• [What to do]:
Return only what lies between the first line of the entries and the line containing "602, row 182.", both lines included.

===============

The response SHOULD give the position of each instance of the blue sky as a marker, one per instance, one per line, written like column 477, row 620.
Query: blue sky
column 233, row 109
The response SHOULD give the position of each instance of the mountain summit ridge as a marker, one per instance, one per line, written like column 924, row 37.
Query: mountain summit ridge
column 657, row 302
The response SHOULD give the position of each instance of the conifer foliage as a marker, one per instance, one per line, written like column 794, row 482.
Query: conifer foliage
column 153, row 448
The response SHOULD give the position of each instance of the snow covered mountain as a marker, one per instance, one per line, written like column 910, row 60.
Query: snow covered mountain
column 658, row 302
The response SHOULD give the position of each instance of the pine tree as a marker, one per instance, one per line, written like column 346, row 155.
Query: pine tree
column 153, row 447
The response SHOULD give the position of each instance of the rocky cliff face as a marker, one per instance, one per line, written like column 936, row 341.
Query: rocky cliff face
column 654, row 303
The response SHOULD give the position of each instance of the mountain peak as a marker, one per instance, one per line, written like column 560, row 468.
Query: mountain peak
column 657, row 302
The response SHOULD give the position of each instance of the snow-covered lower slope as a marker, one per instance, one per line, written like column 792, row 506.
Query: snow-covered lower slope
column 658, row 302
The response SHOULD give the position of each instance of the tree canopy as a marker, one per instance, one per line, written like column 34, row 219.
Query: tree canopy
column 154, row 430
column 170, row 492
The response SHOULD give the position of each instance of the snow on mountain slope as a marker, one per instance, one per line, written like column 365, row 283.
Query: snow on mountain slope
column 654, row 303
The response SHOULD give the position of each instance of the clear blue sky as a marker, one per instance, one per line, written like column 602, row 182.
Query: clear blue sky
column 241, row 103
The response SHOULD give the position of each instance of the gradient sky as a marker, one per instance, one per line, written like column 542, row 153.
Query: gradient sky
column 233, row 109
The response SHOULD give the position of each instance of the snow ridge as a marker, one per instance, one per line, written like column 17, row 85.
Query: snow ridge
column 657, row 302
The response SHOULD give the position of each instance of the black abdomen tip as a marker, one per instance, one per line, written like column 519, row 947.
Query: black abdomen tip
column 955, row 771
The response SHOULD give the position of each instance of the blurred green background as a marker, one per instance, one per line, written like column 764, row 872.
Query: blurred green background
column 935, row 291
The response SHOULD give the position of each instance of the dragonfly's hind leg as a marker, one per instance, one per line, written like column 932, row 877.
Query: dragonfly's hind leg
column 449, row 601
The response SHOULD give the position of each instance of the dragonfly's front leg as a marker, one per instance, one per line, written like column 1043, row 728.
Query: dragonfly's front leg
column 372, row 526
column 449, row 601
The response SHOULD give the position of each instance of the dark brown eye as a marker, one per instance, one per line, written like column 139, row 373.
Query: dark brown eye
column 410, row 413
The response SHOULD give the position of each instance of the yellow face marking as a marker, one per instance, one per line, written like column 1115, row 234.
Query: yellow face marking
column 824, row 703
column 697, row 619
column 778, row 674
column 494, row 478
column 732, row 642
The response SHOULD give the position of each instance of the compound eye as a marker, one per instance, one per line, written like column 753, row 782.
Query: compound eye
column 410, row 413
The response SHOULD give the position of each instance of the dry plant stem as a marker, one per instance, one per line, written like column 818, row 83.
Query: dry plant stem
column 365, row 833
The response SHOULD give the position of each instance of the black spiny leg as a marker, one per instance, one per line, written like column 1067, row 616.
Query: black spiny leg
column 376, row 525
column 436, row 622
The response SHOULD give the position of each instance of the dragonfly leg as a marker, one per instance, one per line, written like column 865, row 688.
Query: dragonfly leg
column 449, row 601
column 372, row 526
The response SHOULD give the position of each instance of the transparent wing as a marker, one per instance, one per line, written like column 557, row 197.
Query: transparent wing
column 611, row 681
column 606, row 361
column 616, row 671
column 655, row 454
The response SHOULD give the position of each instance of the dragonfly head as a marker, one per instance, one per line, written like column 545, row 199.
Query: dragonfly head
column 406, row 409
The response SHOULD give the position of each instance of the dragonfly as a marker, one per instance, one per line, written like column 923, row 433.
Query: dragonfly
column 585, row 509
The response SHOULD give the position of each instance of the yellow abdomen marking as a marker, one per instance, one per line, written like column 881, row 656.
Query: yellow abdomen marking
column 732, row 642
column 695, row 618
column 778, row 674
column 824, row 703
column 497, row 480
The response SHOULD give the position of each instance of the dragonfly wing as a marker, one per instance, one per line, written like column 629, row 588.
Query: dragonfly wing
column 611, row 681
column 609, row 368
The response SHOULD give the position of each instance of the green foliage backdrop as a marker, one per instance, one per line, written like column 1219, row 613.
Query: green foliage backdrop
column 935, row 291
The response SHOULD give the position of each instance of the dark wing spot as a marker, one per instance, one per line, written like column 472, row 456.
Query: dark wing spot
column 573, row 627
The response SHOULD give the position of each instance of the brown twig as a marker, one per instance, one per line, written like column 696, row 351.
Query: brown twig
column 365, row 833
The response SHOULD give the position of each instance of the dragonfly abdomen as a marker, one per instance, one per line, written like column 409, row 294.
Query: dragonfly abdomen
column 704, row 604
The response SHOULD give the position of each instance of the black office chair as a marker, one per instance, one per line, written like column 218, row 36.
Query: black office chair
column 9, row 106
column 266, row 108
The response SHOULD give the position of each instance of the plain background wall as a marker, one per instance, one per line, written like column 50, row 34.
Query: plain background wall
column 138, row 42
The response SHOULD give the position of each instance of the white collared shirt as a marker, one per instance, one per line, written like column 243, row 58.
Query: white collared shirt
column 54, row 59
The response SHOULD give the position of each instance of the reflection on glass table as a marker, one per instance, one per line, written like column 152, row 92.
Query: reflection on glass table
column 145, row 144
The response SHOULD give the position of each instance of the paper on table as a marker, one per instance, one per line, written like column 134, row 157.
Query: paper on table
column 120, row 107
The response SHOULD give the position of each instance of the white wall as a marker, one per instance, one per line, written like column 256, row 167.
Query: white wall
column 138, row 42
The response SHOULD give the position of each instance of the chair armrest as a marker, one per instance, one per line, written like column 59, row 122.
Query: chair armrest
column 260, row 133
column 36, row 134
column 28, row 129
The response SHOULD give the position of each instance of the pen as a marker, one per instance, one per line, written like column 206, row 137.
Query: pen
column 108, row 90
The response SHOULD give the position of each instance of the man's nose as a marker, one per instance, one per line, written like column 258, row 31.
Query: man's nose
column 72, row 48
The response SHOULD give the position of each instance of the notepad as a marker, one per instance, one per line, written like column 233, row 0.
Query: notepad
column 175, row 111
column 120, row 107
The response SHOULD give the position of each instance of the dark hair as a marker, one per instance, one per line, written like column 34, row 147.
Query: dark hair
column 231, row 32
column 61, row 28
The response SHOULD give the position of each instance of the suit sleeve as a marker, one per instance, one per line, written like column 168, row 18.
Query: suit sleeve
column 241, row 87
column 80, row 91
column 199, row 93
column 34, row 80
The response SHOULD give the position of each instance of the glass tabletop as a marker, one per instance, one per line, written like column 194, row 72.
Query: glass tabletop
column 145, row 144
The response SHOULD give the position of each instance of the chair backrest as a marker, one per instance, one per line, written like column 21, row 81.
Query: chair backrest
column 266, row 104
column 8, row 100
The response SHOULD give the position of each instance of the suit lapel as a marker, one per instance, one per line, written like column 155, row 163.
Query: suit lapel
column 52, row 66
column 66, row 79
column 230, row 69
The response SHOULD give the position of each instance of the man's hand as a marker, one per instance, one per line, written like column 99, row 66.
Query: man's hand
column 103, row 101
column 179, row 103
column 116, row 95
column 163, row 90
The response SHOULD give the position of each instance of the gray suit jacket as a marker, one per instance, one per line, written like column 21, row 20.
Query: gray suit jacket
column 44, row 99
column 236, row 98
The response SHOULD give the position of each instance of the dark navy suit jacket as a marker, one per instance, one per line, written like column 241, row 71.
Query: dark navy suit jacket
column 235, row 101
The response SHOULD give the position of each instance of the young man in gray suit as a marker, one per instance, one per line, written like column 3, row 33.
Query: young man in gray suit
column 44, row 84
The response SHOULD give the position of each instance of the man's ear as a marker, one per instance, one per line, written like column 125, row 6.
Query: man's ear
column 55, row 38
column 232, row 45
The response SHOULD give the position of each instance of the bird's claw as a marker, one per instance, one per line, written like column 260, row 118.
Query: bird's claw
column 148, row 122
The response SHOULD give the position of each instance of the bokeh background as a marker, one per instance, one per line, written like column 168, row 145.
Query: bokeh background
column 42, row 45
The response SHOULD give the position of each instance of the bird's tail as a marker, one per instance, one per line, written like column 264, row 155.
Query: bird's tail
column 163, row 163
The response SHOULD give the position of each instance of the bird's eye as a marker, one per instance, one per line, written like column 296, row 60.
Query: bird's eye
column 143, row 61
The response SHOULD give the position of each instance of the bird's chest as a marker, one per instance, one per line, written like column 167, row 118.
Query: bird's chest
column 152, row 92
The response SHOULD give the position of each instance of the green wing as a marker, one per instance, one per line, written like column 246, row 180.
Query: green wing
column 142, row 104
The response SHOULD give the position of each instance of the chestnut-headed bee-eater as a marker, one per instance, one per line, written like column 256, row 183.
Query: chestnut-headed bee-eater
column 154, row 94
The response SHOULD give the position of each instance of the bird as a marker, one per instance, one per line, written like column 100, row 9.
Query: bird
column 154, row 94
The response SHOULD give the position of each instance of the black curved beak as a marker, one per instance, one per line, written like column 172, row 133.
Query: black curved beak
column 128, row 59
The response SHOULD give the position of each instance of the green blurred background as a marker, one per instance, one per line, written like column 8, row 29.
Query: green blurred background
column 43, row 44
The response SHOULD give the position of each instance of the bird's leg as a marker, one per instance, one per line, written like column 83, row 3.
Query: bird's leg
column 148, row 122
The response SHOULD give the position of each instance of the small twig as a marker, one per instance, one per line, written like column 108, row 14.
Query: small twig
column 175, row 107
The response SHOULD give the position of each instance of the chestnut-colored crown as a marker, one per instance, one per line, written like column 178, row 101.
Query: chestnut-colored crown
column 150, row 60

===============

• [Solution for this task]:
The response SHOULD give the position of each instance of the blue sky as a marker, one per instance, one per line, written like column 477, row 620.
Query: blue sky
column 233, row 109
The response SHOULD give the position of each instance of the mountain summit ridge as a marker, one per instance, one per line, written like column 924, row 37.
Query: mountain summit ridge
column 657, row 302
The response SHOULD give the position of each instance of the conifer foliage as a marker, one per instance, one per line, written like column 794, row 482.
Query: conifer foliage
column 153, row 448
The response SHOULD give the position of each instance of the snow covered mountain as a marker, one per instance, one per line, written like column 910, row 60.
Query: snow covered mountain
column 658, row 302
The response SHOULD give the position of each instance of the pine tree as a marker, one per instance, one per line, written like column 346, row 155.
Query: pine tree
column 153, row 447
The response SHOULD give the position of each instance of the rocky cliff face as a marker, one per instance, one per line, written like column 936, row 341.
Query: rocky cliff face
column 654, row 303
The response SHOULD give the position of each instance of the mountain peak as a marker, one per instance, one per line, written like column 560, row 468.
Query: mountain peak
column 657, row 302
The response SHOULD give the position of each instance of the snow-covered lower slope as a marker, one per instance, one per line, written like column 792, row 506.
Query: snow-covered lower slope
column 658, row 302
The response SHOULD give the position of each instance of the tree canopy as a marker, one per instance, one per line, written like column 34, row 219.
Query: tree canopy
column 154, row 430
column 170, row 492
The response SHOULD give the position of each instance of the snow on mountain slope as a marker, one per instance, one per line, written like column 365, row 283.
Query: snow on mountain slope
column 654, row 303
The response SHOULD give the position of each instance of the clear blue sky as a marker, one per instance, one per line, written like column 602, row 182.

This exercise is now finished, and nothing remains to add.